# [EXERCISE DIRECTIONS]
Update the records below so that every "pick planner" becomes "grasp planner", leaving everything else unchanged.

# [INPUT]
**********

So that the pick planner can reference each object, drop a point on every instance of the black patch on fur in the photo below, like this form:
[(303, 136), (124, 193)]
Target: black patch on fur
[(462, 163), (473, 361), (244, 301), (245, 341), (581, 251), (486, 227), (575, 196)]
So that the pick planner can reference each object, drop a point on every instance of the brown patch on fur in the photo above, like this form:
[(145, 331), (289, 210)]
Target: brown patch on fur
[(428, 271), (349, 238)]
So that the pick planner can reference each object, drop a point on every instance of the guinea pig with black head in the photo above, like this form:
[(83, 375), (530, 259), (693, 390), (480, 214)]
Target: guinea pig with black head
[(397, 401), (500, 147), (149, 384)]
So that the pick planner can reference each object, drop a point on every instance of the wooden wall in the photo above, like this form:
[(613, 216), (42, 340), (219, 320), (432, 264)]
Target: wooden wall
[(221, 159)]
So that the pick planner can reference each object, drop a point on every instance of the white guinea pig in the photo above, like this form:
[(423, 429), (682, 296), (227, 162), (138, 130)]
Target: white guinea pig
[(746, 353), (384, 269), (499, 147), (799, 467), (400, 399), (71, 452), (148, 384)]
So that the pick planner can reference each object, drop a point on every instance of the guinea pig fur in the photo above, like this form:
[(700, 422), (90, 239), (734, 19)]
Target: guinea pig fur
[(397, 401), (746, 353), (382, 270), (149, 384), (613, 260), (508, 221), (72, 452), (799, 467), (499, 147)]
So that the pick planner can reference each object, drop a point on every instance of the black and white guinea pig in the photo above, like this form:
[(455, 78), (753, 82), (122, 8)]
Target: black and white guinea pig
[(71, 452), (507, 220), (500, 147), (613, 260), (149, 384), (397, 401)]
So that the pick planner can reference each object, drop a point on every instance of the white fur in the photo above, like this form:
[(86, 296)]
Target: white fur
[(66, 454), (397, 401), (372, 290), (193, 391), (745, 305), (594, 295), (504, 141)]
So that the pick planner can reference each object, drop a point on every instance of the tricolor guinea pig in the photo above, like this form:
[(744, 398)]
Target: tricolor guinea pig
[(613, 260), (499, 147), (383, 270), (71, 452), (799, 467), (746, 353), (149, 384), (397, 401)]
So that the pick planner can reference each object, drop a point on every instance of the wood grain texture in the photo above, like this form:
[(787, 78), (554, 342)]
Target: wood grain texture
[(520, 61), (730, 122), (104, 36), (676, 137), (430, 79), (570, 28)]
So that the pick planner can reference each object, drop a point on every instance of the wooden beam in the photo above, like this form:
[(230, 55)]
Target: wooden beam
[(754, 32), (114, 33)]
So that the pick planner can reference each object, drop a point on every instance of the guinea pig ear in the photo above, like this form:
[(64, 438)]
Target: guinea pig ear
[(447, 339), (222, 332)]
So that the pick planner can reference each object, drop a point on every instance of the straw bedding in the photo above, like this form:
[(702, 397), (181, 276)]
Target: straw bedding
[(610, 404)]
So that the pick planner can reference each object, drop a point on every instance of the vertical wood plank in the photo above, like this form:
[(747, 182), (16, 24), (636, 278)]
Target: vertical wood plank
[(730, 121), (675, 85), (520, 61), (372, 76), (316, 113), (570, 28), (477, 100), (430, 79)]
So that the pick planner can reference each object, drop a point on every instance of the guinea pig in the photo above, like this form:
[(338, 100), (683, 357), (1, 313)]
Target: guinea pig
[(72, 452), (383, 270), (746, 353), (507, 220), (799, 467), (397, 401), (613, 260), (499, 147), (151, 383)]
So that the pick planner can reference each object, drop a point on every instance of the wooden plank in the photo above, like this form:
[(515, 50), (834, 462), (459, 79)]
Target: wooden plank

**********

# [TASK RESPONSE]
So that the grasp planner can reference each object, drop a point on every instance of the black patch on fur in the photo below, like this form:
[(303, 136), (124, 193)]
Target: black patch on fur
[(462, 163), (473, 361), (244, 301), (245, 341), (581, 251), (486, 227), (575, 196)]
So that the grasp planner can reference each object, drop a point on every instance of the brown patch on fur in the photo above, like this form:
[(145, 331), (289, 210)]
Target: brown patch on fur
[(428, 271), (349, 238)]
So that the grasp planner can reference each object, drop a point on every instance of the guinea pig with black head in the photo above, like this form:
[(83, 375), (530, 259), (693, 390), (480, 214)]
Target: guinea pig with black head
[(397, 401), (500, 147), (149, 384)]
So that the grasp planner can reference each object, drop a point on every instance of the wooden wall in the photo above, like this form:
[(613, 216), (42, 340), (219, 320), (432, 264)]
Target: wooden wall
[(221, 159)]
So that the grasp planner can reference each object, drop a point on every instance of the white guinea pig in the photo above, like this form:
[(423, 429), (682, 296), (227, 162), (138, 130)]
Target: white guinea pig
[(746, 353), (384, 269), (499, 147), (799, 467), (400, 399), (71, 452), (148, 384)]
So that the grasp planner can reference each object, drop a point on every instance of the guinea pig fur in the photo above, like this form:
[(700, 422), (90, 239), (734, 19)]
Target: guinea pig fur
[(397, 401), (746, 353), (382, 270), (149, 384), (613, 260), (508, 221), (72, 452), (799, 467), (499, 147)]
So that the grasp planner can reference each object, drop a point on every instance of the black and white guinea pig in the photo above, like this form:
[(455, 78), (753, 82), (122, 8)]
Target: black and white guinea pig
[(71, 452), (507, 220), (500, 147), (613, 260), (149, 384), (397, 401)]
So that the grasp planner can reference each object, drop a point on every instance of the white fur in the photo above, like this form:
[(86, 296)]
Target: white fur
[(66, 454), (397, 401), (372, 290), (193, 391), (745, 305), (594, 295), (504, 141)]
So that the grasp planner can reference each object, drop a point on every instance of the tricolor guinea pig in the photo above, like this form:
[(744, 398)]
Target: tricolor guinea pig
[(613, 260), (499, 147), (383, 270), (71, 452), (799, 467), (746, 353), (149, 384), (397, 401)]
So that the grasp planner can reference each object, drop a point on every instance of the wood grain texture in the photo above, like this form:
[(787, 78), (554, 342)]
Target: wood grain texture
[(520, 61), (730, 122), (104, 36), (676, 137), (430, 79), (570, 28)]
So that the grasp planner can reference each object, drop a point on every instance of the wooden beam in the photo above, like this form:
[(230, 55)]
Target: wooden beam
[(754, 32), (114, 33)]
So that the grasp planner can reference each object, drop a point on every instance of the guinea pig ear in the photo above, like this form:
[(64, 438)]
Target: guinea pig ear
[(447, 339), (222, 332)]
So that the grasp planner can reference each object, drop a point on every instance of the straw bedding in the photo above, like this form:
[(702, 397), (181, 276)]
Target: straw bedding
[(610, 404)]
So that the grasp planner can reference each object, drop a point on every instance of the vertical wood plank in the photo above, like this form:
[(747, 182), (16, 24), (636, 278)]
Target: vertical wood plank
[(730, 121), (675, 85), (520, 61), (372, 76), (316, 113), (570, 28), (477, 100), (430, 79)]
So that the grasp planner can reference each object, drop a point on every instance of the guinea pig in the photo above, like this form:
[(338, 100), (683, 357), (1, 313)]
Target: guinea pig
[(72, 452), (383, 270), (746, 353), (507, 220), (799, 467), (397, 401), (613, 260), (499, 147), (151, 383)]
So that the grasp planner can reference each object, drop a point on every instance of the wooden plank in the photo above, like this form:
[(515, 50), (834, 462), (459, 79)]
Target: wooden plank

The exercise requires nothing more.